**Aim of the exercise**
Without the pictures, copy all of the data exactly.
[Data excerpts]
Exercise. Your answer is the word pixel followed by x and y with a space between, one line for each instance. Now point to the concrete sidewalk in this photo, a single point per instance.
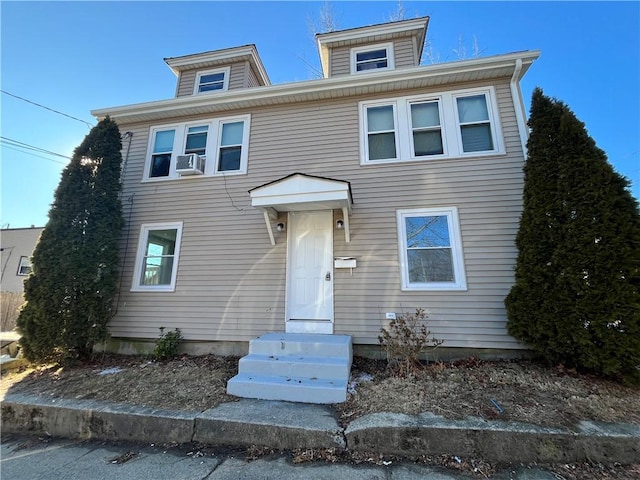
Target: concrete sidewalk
pixel 284 425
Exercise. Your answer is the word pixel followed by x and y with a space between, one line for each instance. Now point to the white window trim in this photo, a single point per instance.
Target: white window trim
pixel 451 213
pixel 145 228
pixel 450 127
pixel 368 48
pixel 23 262
pixel 225 84
pixel 214 136
pixel 244 156
pixel 365 126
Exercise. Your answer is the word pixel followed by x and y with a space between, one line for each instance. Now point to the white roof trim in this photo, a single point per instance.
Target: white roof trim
pixel 314 90
pixel 217 58
pixel 372 33
pixel 299 192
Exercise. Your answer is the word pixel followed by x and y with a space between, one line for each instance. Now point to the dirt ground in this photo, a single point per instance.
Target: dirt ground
pixel 516 390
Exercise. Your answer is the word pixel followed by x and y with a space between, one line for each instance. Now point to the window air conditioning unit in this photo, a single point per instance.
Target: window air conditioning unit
pixel 192 164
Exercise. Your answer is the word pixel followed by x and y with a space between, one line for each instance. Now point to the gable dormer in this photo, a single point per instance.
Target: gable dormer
pixel 378 47
pixel 218 71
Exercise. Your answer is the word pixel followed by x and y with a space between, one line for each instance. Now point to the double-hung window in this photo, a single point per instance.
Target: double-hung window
pixel 224 143
pixel 441 125
pixel 231 147
pixel 381 132
pixel 430 249
pixel 157 260
pixel 24 266
pixel 212 80
pixel 426 129
pixel 475 124
pixel 162 148
pixel 372 57
pixel 196 140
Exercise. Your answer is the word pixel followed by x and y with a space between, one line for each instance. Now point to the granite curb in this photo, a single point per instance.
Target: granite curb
pixel 284 425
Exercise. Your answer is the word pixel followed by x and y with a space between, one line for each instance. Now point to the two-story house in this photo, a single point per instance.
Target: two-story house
pixel 324 206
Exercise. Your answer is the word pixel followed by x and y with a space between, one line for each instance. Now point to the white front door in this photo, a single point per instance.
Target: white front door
pixel 310 272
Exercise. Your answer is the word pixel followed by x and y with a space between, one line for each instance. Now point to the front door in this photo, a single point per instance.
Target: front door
pixel 310 272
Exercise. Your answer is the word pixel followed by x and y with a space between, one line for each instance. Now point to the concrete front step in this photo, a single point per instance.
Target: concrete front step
pixel 309 368
pixel 296 365
pixel 292 389
pixel 306 344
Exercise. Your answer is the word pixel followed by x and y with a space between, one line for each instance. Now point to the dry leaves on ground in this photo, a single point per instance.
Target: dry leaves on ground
pixel 519 390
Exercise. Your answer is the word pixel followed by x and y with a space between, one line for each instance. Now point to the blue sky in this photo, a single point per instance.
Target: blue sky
pixel 77 56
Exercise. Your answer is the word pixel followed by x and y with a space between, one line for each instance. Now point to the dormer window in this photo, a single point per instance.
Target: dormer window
pixel 372 57
pixel 212 80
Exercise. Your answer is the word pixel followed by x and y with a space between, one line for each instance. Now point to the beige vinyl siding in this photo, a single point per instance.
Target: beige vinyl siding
pixel 404 56
pixel 231 280
pixel 240 77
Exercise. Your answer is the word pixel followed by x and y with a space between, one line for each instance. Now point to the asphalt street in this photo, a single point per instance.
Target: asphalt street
pixel 33 458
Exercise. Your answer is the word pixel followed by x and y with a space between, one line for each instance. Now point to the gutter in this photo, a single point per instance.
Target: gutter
pixel 326 88
pixel 518 105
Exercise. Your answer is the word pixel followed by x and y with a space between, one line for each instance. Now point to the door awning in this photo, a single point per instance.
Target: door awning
pixel 299 192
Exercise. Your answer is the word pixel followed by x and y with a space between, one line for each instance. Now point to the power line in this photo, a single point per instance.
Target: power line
pixel 46 108
pixel 26 146
pixel 34 155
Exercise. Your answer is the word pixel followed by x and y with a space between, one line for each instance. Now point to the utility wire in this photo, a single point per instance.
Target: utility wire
pixel 46 108
pixel 26 146
pixel 34 155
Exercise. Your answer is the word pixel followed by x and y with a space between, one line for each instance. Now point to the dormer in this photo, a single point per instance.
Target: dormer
pixel 381 47
pixel 218 71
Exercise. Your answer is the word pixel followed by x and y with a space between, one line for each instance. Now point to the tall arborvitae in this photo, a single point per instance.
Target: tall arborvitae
pixel 69 294
pixel 576 300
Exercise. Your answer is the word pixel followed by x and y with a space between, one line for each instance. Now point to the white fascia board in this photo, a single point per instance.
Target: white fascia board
pixel 382 29
pixel 326 40
pixel 302 197
pixel 309 90
pixel 177 64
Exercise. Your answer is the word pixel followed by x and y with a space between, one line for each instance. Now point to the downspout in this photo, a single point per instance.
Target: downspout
pixel 518 105
pixel 129 136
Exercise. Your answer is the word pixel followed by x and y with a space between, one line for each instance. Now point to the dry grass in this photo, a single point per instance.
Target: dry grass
pixel 520 390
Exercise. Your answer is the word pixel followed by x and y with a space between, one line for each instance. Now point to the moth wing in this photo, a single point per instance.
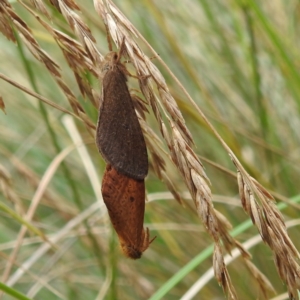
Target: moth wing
pixel 125 200
pixel 119 136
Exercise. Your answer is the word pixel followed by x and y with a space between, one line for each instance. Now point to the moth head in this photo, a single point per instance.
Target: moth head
pixel 131 252
pixel 109 62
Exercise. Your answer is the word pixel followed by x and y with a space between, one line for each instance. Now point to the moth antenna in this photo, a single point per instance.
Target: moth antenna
pixel 121 50
pixel 108 38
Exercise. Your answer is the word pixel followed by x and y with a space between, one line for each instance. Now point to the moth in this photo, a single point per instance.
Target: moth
pixel 124 198
pixel 119 136
pixel 120 140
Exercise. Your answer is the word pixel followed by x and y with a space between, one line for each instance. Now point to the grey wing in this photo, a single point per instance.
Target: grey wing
pixel 119 136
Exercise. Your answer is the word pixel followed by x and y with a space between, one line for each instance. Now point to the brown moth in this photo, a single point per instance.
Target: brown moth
pixel 124 198
pixel 119 136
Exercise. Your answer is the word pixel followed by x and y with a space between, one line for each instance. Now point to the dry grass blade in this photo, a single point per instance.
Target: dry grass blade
pixel 271 227
pixel 5 27
pixel 180 139
pixel 263 282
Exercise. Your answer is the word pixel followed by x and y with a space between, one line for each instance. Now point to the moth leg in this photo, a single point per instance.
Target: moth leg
pixel 146 241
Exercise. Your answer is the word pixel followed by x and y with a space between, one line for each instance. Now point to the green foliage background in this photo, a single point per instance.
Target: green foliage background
pixel 239 60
[/Data excerpts]
**Response to this task**
Exercise. Your answer is the word pixel followed by x and y with a space between, one line for each instance. Now point to the concrete sidewalk in this photo, a single point per instance.
Target: concrete sidewalk
pixel 284 425
Exercise. Your answer is the word pixel followed by x and y with a space between, one line for each instance. Now point to the white window trim in this photo, a single point per instance.
Target: white window trim
pixel 451 213
pixel 145 228
pixel 450 127
pixel 368 48
pixel 23 262
pixel 225 84
pixel 214 136
pixel 244 156
pixel 365 126
Exercise. Your answer is the word pixel followed by x and y with a space between, one line for each instance. Now point to the white roof trim in this photo, a single point per instance.
Target: white roof trim
pixel 314 90
pixel 217 58
pixel 372 33
pixel 299 192
Exercise. Your answer is the word pixel followed by x and y with a space between, one line for each instance. Now point to the dirt ground in this photo, a single point per instance.
Target: dirt ground
pixel 516 390
Exercise. Your answer is the word pixel followed by x and y with a space between, one line for each instance. Now point to the window air conditioning unit in this photo, a single point per instance.
Target: window air conditioning unit
pixel 192 164
Exercise. Your answer is the word pixel followed by x and y with a space between, one line for each instance. Now point to the gable dormer in this photo, a single point per instance.
Target: gable dormer
pixel 378 47
pixel 218 71
Exercise. Your answer is the word pixel followed by x and y with a space between, one line for each instance. Now point to the double-hung window in this photo, a single point per instance.
Target: double-hung window
pixel 224 143
pixel 441 125
pixel 231 147
pixel 381 132
pixel 430 249
pixel 157 260
pixel 24 266
pixel 212 80
pixel 426 129
pixel 475 124
pixel 162 148
pixel 372 57
pixel 196 140
Exercise. Your answer is the word pixel followed by x and y with a space between, one line for each instance. Now point to the granite curb in this photo, a single point per instance.
Target: granite curb
pixel 284 425
Exercise. Your answer is the word pixel followed by x and y with a space between, one line for each instance. Now point to the two-story house in this photo, a single point per instance.
Target: two-story house
pixel 324 206
Exercise. Your answer is the word pixel followed by x and y with a space between, one line for each instance. Now point to the white front door in this photo, a single point per instance.
Target: white front door
pixel 310 272
Exercise. Your answer is the word pixel followed by x and y with a space between, one line for each instance. Now point to the front door in this photo, a single point per instance.
Target: front door
pixel 310 272
Exercise. Your answer is the word pixel followed by x and y with a space between, one line for each instance. Now point to the concrete front step in this photo, a single point per instance.
Target: concrete front step
pixel 309 368
pixel 296 365
pixel 292 389
pixel 306 344
Exercise. Your answer is the word pixel followed by x and y with a space between, one line for each instance. Now point to the dry leaves on ground in this photo, a single point per instance.
Target: dry leaves on ground
pixel 519 390
Exercise. Your answer is the word pixel followed by x and y with a space between, one line for each instance. Now point to the blue sky in this photo, a single point per instance.
Target: blue sky
pixel 77 56
Exercise. Your answer is the word pixel followed by x and y with a space between, one line for each instance. Now point to the dormer window in this photo, a single point per instance.
Target: dormer window
pixel 372 57
pixel 212 80
Exercise. Your answer is the word pixel followed by x and y with a space between, one line for each instance. Now point to the beige vinyl siding in this photo, a single point per instance.
Target: beige vinyl siding
pixel 404 56
pixel 231 280
pixel 240 77
Exercise. Your answer is the word pixel followed by x and y with a space between, one line for each instance. Now point to the asphalt street in this photo, a single point per instance.
Target: asphalt street
pixel 33 458
Exercise. Your answer is the word pixel followed by x and y with a space between, one line for each instance. Now point to the gutter in this photo, a single point per instance.
Target: gutter
pixel 326 88
pixel 518 105
Exercise. Your answer is the word pixel followed by x and y with a space between, one line for each instance. Now point to the door awning in this photo, a single point per instance.
Target: door awning
pixel 299 192
Exercise. Your answer is the word pixel followed by x and y with a space between, one line for each instance. Now point to the power line in this photo, a single point per instance.
Target: power line
pixel 46 108
pixel 26 146
pixel 34 155
Exercise. Your answer is the word pixel followed by x and y with a space between, one line for each instance. Now point to the utility wire in this photo, a single point per instance.
Target: utility wire
pixel 46 108
pixel 26 146
pixel 34 155
Exercise. Your answer is the word pixel followed by x and y with a space between, one line for each instance. Now point to the dormer in this photo, a single point per instance.
Target: dormer
pixel 381 47
pixel 218 71
Exercise. Your answer is the word pixel followed by x and y with a space between, one line for each instance. Now point to the tall arborvitae in this photo, a single point per instance.
Target: tall arborvitae
pixel 69 294
pixel 576 300
Exercise. Your answer is the word pixel followed by x and y with a space between, one line for each instance. Now point to the white fascia board in this photo, a single point per instance.
Target: white fascia board
pixel 382 29
pixel 326 40
pixel 302 197
pixel 309 90
pixel 177 64
Exercise. Your answer is the word pixel followed by x and y with a space between, one line for each instance. Now point to the downspout in this photo, a single point per instance.
Target: downspout
pixel 518 105
pixel 129 136
Exercise. Your answer is the word pixel followed by x and y with a space between, one line for each instance. Now point to the dry grass in this photo, a single point per instance.
Target: dry grass
pixel 520 390
Exercise. Your answer is the word pixel followed by x and y with a space between, one line for each instance. Now point to the moth wing in this photo, a single point per instance.
Target: moth wing
pixel 125 200
pixel 119 136
Exercise. Your answer is the word pixel followed by x and y with a space between, one line for each instance. Now point to the moth head in this photo, a single point per instance.
Target: moth head
pixel 131 252
pixel 109 62
Exercise. Your answer is the word pixel followed by x and y with a space between, one line for each instance. Now point to the moth antenna in this photo, a single point per instance.
Target: moth antenna
pixel 121 50
pixel 108 38
Exercise. Your answer is the word pixel followed by x and y with a space between, one line for each instance. Now point to the moth in this photo, a single point per instance.
Target: moth
pixel 124 198
pixel 119 136
pixel 120 140
Exercise. Your answer is the word pixel followed by x and y with a space between, one line for each instance. Now point to the grey wing in this photo, a single point per instance.
Target: grey wing
pixel 119 136
Exercise. Your answer is the word pixel followed by x and y with a space between, one line for each instance. Now point to the brown moth in this photo, a single point per instance.
Target: brown moth
pixel 124 198
pixel 119 136
Exercise. Your answer is the word pixel followed by x and y with a space between, one line for each instance. Now point to the dry grass blade in this photo, a single point per instance.
Target: dry grass blade
pixel 271 227
pixel 5 27
pixel 180 139
pixel 263 282
Exercise. Your answer is the word pixel followed by x and y with a space between, one line for each instance. Now point to the moth leg in this photo, a single point per instance.
Target: moth leg
pixel 146 241
Exercise. Your answer is the word pixel followed by x and y with a space between, one line for each instance. Now point to the green foliage background in this photo, a single point per instance.
Target: green foliage background
pixel 239 60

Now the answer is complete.